* [INPUT DATA]:
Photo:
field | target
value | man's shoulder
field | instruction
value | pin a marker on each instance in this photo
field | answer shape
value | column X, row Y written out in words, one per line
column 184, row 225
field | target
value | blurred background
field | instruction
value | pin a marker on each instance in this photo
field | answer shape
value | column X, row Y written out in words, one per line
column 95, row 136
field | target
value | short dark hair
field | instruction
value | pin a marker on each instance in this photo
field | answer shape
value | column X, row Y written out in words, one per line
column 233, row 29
...
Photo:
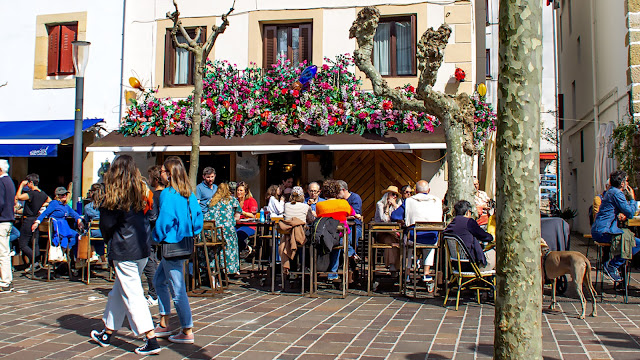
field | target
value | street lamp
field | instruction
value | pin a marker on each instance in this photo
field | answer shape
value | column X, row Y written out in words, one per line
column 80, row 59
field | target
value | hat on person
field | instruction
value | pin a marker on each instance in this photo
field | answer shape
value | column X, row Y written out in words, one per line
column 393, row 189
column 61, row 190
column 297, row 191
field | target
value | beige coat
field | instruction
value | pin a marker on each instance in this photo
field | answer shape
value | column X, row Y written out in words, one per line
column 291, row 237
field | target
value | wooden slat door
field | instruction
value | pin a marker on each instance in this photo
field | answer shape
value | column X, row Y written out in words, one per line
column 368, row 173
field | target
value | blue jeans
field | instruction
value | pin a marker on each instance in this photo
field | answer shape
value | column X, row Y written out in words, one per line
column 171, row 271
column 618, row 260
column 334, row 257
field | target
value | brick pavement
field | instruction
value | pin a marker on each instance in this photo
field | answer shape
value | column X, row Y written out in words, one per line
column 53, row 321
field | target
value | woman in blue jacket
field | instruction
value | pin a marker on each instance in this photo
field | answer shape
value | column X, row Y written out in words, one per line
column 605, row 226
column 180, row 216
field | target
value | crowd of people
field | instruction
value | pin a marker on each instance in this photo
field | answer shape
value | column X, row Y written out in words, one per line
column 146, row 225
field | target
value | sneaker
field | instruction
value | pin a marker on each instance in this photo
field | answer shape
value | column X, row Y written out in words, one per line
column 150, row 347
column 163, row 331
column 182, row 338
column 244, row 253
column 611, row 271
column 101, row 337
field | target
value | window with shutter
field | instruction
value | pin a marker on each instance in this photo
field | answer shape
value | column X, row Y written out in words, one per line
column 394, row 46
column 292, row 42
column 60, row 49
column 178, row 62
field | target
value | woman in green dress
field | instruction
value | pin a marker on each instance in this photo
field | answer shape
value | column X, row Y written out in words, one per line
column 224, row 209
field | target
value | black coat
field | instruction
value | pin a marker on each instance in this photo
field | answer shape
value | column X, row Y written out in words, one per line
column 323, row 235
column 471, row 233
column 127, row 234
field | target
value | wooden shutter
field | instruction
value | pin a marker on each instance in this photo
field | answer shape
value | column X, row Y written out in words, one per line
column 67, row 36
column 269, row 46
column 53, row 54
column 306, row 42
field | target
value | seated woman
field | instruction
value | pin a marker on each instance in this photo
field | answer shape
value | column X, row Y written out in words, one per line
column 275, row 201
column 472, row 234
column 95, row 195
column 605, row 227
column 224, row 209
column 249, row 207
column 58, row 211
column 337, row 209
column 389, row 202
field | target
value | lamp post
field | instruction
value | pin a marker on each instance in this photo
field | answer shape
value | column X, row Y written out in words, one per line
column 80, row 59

* [EXERCISE]: Find the lines in the entries above where "woman" occurs, and copy each of them.

* [EXERCISE RESPONSE]:
value | woman in blue jacket
value | woman in green dress
value | seated woman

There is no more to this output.